#### Problem requirements
Word for word, and without a single picture, repeat the entries.

(Data entries)

■ ■ ■ ■

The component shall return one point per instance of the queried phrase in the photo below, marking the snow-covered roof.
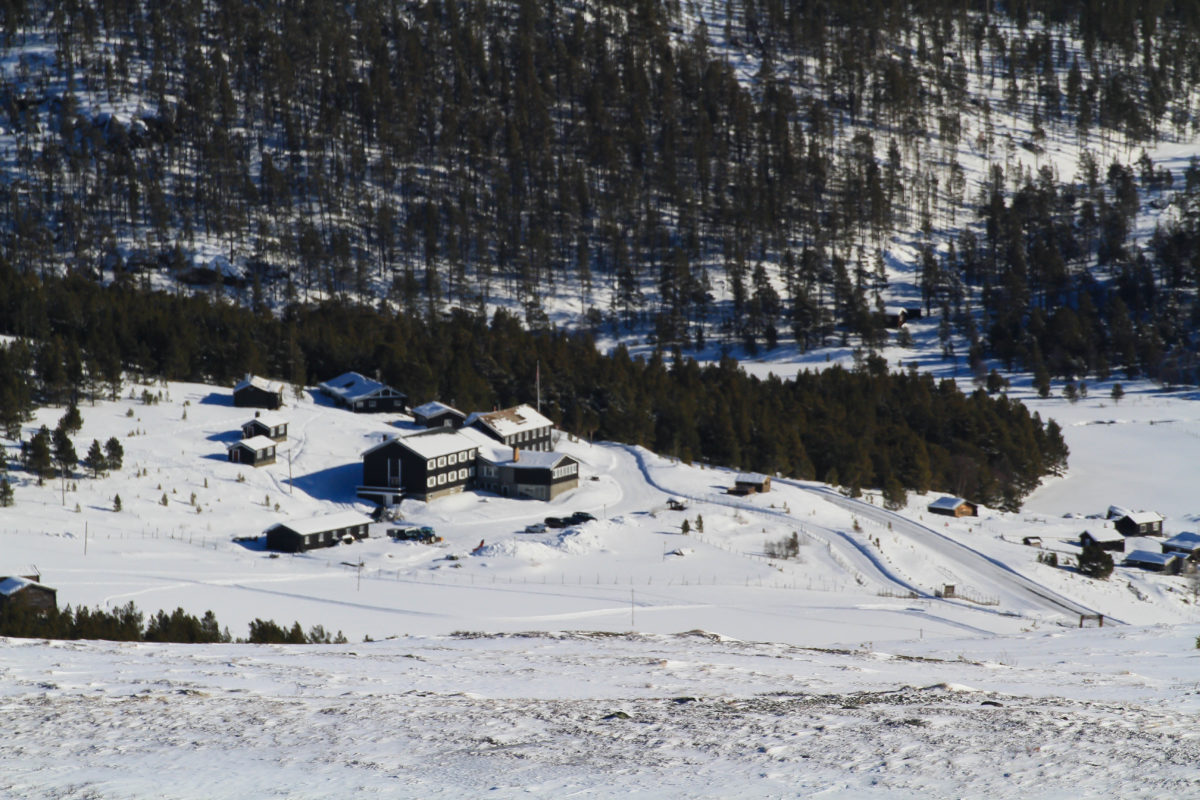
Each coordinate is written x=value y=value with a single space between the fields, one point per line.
x=258 y=383
x=511 y=420
x=269 y=420
x=1147 y=557
x=432 y=444
x=15 y=584
x=433 y=408
x=329 y=522
x=948 y=504
x=1186 y=540
x=255 y=443
x=352 y=386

■ ■ ■ ■

#### Response area
The component shall return one point per instance of the queried phrase in the photo below, marking the snow-covered roof.
Each coordinate is written x=value y=value with a single space between the fields, one point per line.
x=258 y=383
x=511 y=420
x=269 y=420
x=1147 y=557
x=432 y=444
x=15 y=584
x=433 y=408
x=329 y=522
x=948 y=504
x=1186 y=540
x=255 y=443
x=352 y=386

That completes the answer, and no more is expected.